Collected data entries:
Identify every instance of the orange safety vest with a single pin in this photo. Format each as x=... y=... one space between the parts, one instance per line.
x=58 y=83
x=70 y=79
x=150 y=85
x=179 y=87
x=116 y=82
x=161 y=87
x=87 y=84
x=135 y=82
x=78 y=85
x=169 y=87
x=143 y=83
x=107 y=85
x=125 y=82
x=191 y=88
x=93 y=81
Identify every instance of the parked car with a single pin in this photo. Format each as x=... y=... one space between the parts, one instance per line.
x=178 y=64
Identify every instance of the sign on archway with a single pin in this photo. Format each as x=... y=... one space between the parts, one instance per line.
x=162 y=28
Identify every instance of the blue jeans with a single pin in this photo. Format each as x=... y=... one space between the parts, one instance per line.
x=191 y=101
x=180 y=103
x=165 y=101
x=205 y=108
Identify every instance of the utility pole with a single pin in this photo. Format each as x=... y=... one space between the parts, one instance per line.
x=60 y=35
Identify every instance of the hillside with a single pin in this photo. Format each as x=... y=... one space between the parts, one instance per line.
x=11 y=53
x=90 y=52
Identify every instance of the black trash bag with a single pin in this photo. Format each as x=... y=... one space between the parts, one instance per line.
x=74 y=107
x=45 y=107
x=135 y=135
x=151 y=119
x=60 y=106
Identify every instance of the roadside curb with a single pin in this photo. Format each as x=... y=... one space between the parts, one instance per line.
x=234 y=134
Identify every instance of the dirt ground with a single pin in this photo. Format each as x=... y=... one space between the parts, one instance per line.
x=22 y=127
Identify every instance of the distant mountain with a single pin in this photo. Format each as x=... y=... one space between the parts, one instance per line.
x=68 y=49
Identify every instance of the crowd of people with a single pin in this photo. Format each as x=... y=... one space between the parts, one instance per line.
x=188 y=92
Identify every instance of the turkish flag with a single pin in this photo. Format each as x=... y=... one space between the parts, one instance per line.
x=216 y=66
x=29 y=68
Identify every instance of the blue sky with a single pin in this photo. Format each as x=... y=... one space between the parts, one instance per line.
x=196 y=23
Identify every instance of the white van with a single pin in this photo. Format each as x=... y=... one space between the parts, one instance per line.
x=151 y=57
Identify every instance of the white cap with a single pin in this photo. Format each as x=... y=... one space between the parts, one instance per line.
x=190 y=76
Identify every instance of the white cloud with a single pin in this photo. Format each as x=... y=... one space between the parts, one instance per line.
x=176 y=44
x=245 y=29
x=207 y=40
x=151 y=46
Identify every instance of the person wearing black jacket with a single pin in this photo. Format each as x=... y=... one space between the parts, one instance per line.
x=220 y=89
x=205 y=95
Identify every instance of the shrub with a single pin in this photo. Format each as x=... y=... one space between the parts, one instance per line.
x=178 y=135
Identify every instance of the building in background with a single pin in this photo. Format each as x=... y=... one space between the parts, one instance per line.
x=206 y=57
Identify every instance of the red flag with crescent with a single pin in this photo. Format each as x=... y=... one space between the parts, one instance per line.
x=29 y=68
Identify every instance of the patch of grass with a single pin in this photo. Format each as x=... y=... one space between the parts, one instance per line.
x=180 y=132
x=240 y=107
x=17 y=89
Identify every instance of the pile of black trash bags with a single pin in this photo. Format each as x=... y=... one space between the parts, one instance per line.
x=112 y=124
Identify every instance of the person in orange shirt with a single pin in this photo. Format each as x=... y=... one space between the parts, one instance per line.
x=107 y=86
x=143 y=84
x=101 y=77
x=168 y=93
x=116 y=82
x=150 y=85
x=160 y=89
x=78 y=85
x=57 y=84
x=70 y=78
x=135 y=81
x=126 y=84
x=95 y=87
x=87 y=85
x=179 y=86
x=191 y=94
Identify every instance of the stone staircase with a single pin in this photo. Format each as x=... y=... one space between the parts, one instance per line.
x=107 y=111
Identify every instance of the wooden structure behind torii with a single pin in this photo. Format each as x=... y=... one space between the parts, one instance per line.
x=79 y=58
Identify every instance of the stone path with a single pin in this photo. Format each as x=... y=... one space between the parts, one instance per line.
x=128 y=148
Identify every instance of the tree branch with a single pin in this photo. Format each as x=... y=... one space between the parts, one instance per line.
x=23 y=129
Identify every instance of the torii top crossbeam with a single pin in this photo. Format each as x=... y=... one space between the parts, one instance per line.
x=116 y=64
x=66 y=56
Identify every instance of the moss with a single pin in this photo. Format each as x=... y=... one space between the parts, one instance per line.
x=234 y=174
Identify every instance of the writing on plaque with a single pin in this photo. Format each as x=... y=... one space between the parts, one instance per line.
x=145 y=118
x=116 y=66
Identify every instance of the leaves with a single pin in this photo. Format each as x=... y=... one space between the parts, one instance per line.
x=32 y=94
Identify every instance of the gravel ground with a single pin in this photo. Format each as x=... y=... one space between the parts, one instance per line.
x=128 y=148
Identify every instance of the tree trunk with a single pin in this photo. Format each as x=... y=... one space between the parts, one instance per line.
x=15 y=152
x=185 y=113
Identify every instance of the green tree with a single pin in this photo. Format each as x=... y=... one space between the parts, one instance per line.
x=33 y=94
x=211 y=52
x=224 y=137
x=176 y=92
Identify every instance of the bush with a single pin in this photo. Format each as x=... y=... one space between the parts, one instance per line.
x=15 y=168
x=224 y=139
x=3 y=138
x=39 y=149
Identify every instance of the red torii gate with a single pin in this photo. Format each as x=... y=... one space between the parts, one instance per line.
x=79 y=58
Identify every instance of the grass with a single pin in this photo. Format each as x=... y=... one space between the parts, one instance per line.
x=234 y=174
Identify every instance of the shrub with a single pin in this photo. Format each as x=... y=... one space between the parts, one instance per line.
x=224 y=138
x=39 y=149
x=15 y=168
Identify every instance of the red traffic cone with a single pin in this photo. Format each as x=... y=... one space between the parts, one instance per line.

SHORT TASK: Print all of the rows above again, unchanged and character for character.

OUTPUT FOR THIS TASK:
Identify every instance of the orange safety vest with a single pin in this photo. Format each as x=... y=... one space between the parts, one instance per line.
x=58 y=83
x=70 y=79
x=150 y=85
x=179 y=87
x=116 y=82
x=161 y=87
x=87 y=84
x=135 y=82
x=78 y=85
x=169 y=87
x=143 y=83
x=107 y=85
x=125 y=82
x=191 y=88
x=93 y=81
Identify every instance of the parked car with a single pin in this photo. Format each as x=... y=... one space between the parts, one instance per line.
x=178 y=64
Identify every instance of the sign on archway with a single pin in this photo. Format each as x=... y=... one space between the parts, one instance per line.
x=162 y=28
Identify every instance of the blue jeans with a single pin in this photo. Format each as x=... y=... one space between the parts, one instance per line.
x=191 y=101
x=180 y=103
x=165 y=101
x=205 y=108
Identify every instance of the utility pole with a single pin in this photo. Format each as x=... y=... one space between the parts, one instance per line.
x=60 y=35
Identify every instance of the hillside with a single pin in this photo. Format each as x=... y=... one space between the parts, one instance per line.
x=11 y=53
x=90 y=52
Identify every instance of the black trash bag with a single pin in this photo. Format each as x=... y=... one space between the parts, one instance per line.
x=74 y=107
x=45 y=107
x=135 y=135
x=151 y=119
x=60 y=106
Identify every instance of the roadside curb with a single pin in this photo. Format each as x=... y=... one space between the parts, one instance per line.
x=234 y=134
Identify every instance of the dirt ground with a single pin in this photo. Format each as x=... y=... one space between the parts, one instance per line.
x=22 y=127
Identify every instance of the distant mountain with a single pin in this photo. Format each as x=... y=... one space between the parts, one instance per line.
x=68 y=49
Identify every instance of the crowd of people with a single pin in this photo. Format each as x=... y=... one space between the parts, one instance per line.
x=188 y=92
Identify every instance of the turkish flag with a single pin in this photo. Format each as x=... y=... one space between the parts, one instance per line.
x=216 y=66
x=29 y=68
Identify every instance of the blue sky with a single pin in this photo. Format each as x=... y=... one space between the parts, one instance per line.
x=196 y=23
Identify every instance of the white van with a single pin in this photo. Format each as x=... y=... one space between the parts, one instance per line.
x=151 y=57
Identify every instance of the white cap with a single pin in this photo. Format each as x=... y=... one space between the parts, one instance per line.
x=190 y=76
Identify every instance of the white cloud with a single pin in this photo. Format each as x=... y=... one space between the parts, one instance per line.
x=176 y=44
x=245 y=29
x=207 y=40
x=151 y=46
Identify every instance of the person wearing black jacket with a single pin in this photo. Format each as x=... y=... one space between the parts, one instance per line.
x=220 y=89
x=205 y=95
Identify every instance of the shrub with a single pin in this photo. Format each as x=... y=... one space between the parts, one instance per line.
x=178 y=135
Identify every instance of the building in background with a single pin in this photo. Format each as x=... y=... one space between the parts, one instance per line.
x=206 y=57
Identify every instance of the red flag with crescent with a single pin in this photo. Format each as x=... y=... one space between the parts, one instance per line.
x=29 y=68
Identify every instance of the patch of grass with a single pin in this photo. Format each as x=... y=... one space between the parts, one instance per line.
x=180 y=132
x=240 y=107
x=17 y=89
Identify every instance of the pile of black trash bags with a single pin in this photo. Format each as x=... y=... one space between the parts, one instance per line.
x=112 y=124
Identify every instance of the person in orange shirt with a single pin in this photo. Format each as x=... y=... one space between the parts, one instance per line.
x=107 y=86
x=143 y=84
x=101 y=77
x=168 y=93
x=116 y=82
x=150 y=85
x=160 y=89
x=78 y=85
x=57 y=84
x=70 y=78
x=135 y=81
x=126 y=84
x=95 y=87
x=87 y=85
x=179 y=86
x=191 y=94
Identify every instance of the stone staircase with a single pin in this photo. Format each as x=... y=... one space between the parts, one instance per line.
x=107 y=111
Identify every instance of the wooden structure behind torii with a single pin in this photo. Format each as x=... y=... one space between the parts, one instance per line.
x=79 y=58
Identify every instance of the stone path with a single pin in this photo. Format each as x=... y=... one space between the parts, one instance per line.
x=128 y=148
Identify every instance of the tree branch with a single pin in this photo. Format each as x=... y=... one space between the parts, one instance per line.
x=23 y=129
Identify every instance of the torii top crossbeam with a single pin in this photo. Format each as x=... y=... one space between the parts, one instance per line.
x=116 y=64
x=66 y=56
Identify every instance of the moss with a single pin in this photo. Format each as x=... y=... one space between the parts, one instance per line.
x=234 y=174
Identify every instance of the writing on plaque with a single pin in this photo. Format each as x=... y=... one space between the parts, one instance per line.
x=145 y=118
x=116 y=66
Identify every instance of the leaves with a single pin in this photo. Format each as x=... y=... one space between the parts, one instance per line.
x=32 y=94
Identify every instance of the gravel ground with a single pin in this photo. Format each as x=... y=... one space between the parts, one instance per line.
x=128 y=148
Identify every instance of the tree trunk with a single pin in this photo. Format each as x=... y=... one space between the parts, one instance per line.
x=15 y=152
x=185 y=113
Identify every instance of the green tree with a single pin in this photo. Format each as x=... y=... one space between the parts, one instance per line.
x=33 y=94
x=211 y=52
x=224 y=137
x=176 y=92
Identify every instance of the bush with a single pin in this photo. Format each as x=... y=... one space between the parts, one instance per line.
x=15 y=168
x=224 y=139
x=3 y=138
x=39 y=149
Identify every instance of the red torii gate with a single pin in this photo. Format each as x=... y=... one space between the parts, one instance per line.
x=79 y=58
Identify every instance of the grass with a single pin in this photo. Format each as x=... y=... one space between the parts, one instance per line.
x=234 y=174
Identify every instance of the shrub with a single pin in this photo. Format each as x=... y=... one space between the parts, one instance per line.
x=224 y=138
x=39 y=149
x=15 y=168
Identify every instance of the red traffic cone with a single pin in this photo. Format each as x=... y=... one space between the parts, one instance per line.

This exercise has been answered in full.